WHAT IS EXPECTED
Render each line of the data below as one string in a JSON list, leaving out any blank lines.

EXCERPTED RECORDS
---+---
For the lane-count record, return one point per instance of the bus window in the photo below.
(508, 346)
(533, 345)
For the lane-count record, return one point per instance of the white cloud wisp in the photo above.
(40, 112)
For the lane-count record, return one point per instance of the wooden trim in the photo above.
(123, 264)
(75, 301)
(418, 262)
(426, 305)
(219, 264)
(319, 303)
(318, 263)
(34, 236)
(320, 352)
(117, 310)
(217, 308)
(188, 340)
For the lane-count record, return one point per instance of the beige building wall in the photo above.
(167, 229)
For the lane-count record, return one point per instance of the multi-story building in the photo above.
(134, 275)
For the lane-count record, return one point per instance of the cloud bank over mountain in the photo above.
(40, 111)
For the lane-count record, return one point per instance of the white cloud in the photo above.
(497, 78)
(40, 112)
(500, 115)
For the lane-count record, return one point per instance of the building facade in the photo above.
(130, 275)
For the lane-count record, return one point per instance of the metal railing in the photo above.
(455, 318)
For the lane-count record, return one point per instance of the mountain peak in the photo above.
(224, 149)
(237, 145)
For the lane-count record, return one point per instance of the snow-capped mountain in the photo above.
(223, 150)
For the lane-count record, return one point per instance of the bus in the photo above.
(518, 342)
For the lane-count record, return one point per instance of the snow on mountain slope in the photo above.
---+---
PROBLEM SOLUTION
[
  "For the lane-count record, return one point per instance of the bus window in the photo below.",
  "(508, 346)",
  "(533, 345)",
  "For the lane-count record, return one point per instance of the white cloud wisp in the photo above.",
  "(40, 112)",
  "For the lane-count record, return one point per instance of the wooden trim in the photo above.",
  "(123, 264)",
  "(75, 301)",
  "(418, 262)",
  "(426, 305)",
  "(219, 264)",
  "(319, 303)",
  "(318, 263)",
  "(34, 236)",
  "(320, 352)",
  "(117, 310)",
  "(217, 308)",
  "(188, 340)",
  "For the lane-count record, return one point per instance of the beige building wall in the photo above.",
  "(167, 229)",
  "For the lane-count record, return one point per instance of the multi-story building in the photo above.",
  "(134, 275)",
  "For the lane-count record, return one point per instance of the cloud bank over mountain in the photo above.",
  "(40, 111)",
  "For the lane-count record, return one point per instance of the white cloud in the photo above.",
  "(497, 78)",
  "(40, 112)",
  "(500, 115)",
  "For the lane-count record, return one point per instance of the building facade in the photo above.",
  "(130, 275)",
  "For the lane-count record, return one point per instance of the metal railing in the photo above.",
  "(455, 318)",
  "For the lane-count record, return one point per instance of the mountain peak in the photo above.",
  "(224, 149)",
  "(237, 145)",
  "For the lane-count record, return one point per instance of the snow-capped mountain in the photo above.",
  "(223, 150)",
  "For the lane-count record, return one point per instance of the bus in the photo above.",
  "(518, 342)",
  "For the lane-count record, return one point per instance of the snow on mountain slope in the photo above."
]